# [AIM]
Please quote every one of the items below word for word, without leaving any out.

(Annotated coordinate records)
◆ ◆ ◆ ◆ ◆ ◆ ◆

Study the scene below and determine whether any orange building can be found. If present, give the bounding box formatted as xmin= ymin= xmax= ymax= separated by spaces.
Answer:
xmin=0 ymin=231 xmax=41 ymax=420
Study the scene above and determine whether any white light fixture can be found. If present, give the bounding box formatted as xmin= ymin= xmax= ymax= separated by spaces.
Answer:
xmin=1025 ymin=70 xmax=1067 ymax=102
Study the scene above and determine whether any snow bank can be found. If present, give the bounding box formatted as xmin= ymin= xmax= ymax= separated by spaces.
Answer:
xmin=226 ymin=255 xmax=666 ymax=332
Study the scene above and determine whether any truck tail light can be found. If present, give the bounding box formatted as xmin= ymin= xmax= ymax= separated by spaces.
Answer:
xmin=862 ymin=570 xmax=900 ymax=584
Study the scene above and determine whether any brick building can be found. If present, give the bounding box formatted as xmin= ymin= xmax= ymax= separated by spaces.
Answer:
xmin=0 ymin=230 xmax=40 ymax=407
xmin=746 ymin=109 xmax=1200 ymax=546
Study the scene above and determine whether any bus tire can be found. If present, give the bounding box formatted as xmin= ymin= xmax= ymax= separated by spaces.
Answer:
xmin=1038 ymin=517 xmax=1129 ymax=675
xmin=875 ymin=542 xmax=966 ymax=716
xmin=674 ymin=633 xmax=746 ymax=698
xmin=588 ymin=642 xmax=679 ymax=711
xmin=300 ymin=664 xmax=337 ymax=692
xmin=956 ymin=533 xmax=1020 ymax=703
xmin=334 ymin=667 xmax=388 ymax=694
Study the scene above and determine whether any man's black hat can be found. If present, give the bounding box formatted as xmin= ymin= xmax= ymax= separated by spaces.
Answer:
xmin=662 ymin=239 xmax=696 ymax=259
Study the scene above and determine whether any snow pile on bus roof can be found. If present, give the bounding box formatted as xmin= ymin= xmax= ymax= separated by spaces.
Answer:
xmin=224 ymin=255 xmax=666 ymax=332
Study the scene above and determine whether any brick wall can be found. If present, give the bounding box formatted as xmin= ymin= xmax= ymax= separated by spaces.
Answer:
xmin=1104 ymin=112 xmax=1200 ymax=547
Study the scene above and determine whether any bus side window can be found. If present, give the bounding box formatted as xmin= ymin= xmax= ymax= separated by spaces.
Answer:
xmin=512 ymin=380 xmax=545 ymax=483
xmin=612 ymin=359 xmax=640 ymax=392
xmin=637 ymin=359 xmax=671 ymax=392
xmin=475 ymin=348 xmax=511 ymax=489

◆ ◆ ◆ ◆ ◆ ◆ ◆

# [ANSWER FOR THE TASK]
Study the scene below and determine whether any orange building can be found. If present, give the bounding box formatted as xmin= ymin= xmax= ymax= separated by spaces.
Answer:
xmin=0 ymin=231 xmax=41 ymax=420
Study the scene above and determine whether any white light fixture can be found. If present, give the bounding box formatted as xmin= ymin= xmax= ymax= separated by spaces.
Answer:
xmin=1025 ymin=70 xmax=1067 ymax=102
Study the scene above and determine whether any snow bank can be found. If present, give the bounding box formatted as xmin= ymin= xmax= ymax= separated by spaces.
Answer:
xmin=226 ymin=255 xmax=666 ymax=332
Study the scene above and determine whether any truck tail light can be found. If present, give the bounding box formatted as xmin= ymin= xmax= ymax= separated by spaces.
Answer:
xmin=862 ymin=570 xmax=900 ymax=584
Study the scene above and determine whether any brick building can be found. If present, give the bounding box formatted as xmin= ymin= xmax= ymax= separated by spaces.
Answer:
xmin=0 ymin=230 xmax=40 ymax=407
xmin=746 ymin=109 xmax=1200 ymax=546
Study the scene above and determine whether any bus tire can be found. If present, give the bounding box formatted as xmin= ymin= xmax= ymax= separated by spaces.
Answer:
xmin=1038 ymin=517 xmax=1129 ymax=675
xmin=875 ymin=542 xmax=966 ymax=716
xmin=674 ymin=633 xmax=746 ymax=698
xmin=588 ymin=642 xmax=679 ymax=711
xmin=300 ymin=664 xmax=337 ymax=692
xmin=956 ymin=533 xmax=1020 ymax=703
xmin=334 ymin=667 xmax=388 ymax=694
Study the scene above and determine whether any man's black hat can be found. If present, give the bounding box formatted as xmin= ymin= xmax= ymax= separated by spaces.
Answer:
xmin=662 ymin=239 xmax=696 ymax=259
Study the scene above and determine whether any snow pile on bus roof can be found. If present, give the bounding box formatted as xmin= ymin= xmax= ymax= separated by spaces.
Answer:
xmin=224 ymin=255 xmax=666 ymax=332
Study the scene above and determine whether any brick wall can be found. If present, give the bounding box formatted as xmin= ymin= xmax= ymax= separated by spaces.
Answer:
xmin=1104 ymin=112 xmax=1200 ymax=547
Study the scene above and determine whether any bus side window can be found. If present, give the bounding box formatted as xmin= ymin= xmax= ymax= separated by spaces.
Answer:
xmin=512 ymin=380 xmax=545 ymax=483
xmin=612 ymin=359 xmax=640 ymax=392
xmin=637 ymin=359 xmax=671 ymax=392
xmin=475 ymin=348 xmax=511 ymax=489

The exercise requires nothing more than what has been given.